▶ _TEXT BLOCK_:
-- BEGIN --
Section 7.07. Replacement of Trustee.
(a) The Trustee may resign at any time by notifying the Company, in writing, at least 30 days prior to the proposed resignation. The Holders of a majority in aggregate principal amount of then outstanding Notes may remove the Trustee by notifying the Trustee, in writing, at least 30 days prior to the proposed removal. The Company may remove the Trustee upon 30 days’ prior written notice, if:
(i) the Trustee fails to comply with Section 7.09 hereof;
(ii) the Trustee is adjudged bankrupt or insolvent;
(iii) a receiver or other public officer takes charge of the Trustee or its property; or
(iv) the Trustee otherwise becomes incapable of acting.
(b) If the Trustee resigns, is removed by the Company or by the Holders of a majority in aggregate principal amount of the Notes then outstanding, or if a vacancy exists in the office of Trustee for any reason (the Trustee in such event being referred to herein as the retiring Trustee), the Company will promptly appoint a successor Trustee.
-- END --
▶ _DATASET EXCERPT_:
-- BEGIN --
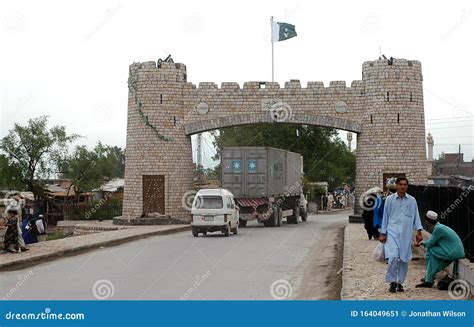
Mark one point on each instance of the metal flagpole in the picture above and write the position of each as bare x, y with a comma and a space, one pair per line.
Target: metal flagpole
271, 37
-- END --
▶ _INSTRUCTIONS_:
**a)** Answer these questions from Section 7.07 on replacing the Trustee, one answer per line:
(i) At least how many days before the proposed resignation must the Trustee notify the Company?
(ii) Which holders may remove the Trustee by written notice to the Trustee?
(iii) What term does the section use for a Trustee that resigns or is removed?
**b)** For each statement, say whether it agrees with Section 7.07 on replacing the Trustee. Answer yes or no and quote the words that decide it.
(i) The Company may remove the Trustee if the Trustee is declared insolvent.
(ii) The Holders of the Notes appoint the successor Trustee.
(iii) The Trustee may resign by telling the Company orally.

▶ _THE RESPONSES_:
**a)**
(i) At least 30 days.
(ii) The Holders of a majority in aggregate principal amount of then outstanding Notes.
(iii) The retiring Trustee.

**b)**
(i) Yes: "the Trustee is adjudged bankrupt or insolvent"
(ii) No: "the Company will promptly appoint a successor Trustee"
(iii) No: "by notifying the Company, in writing"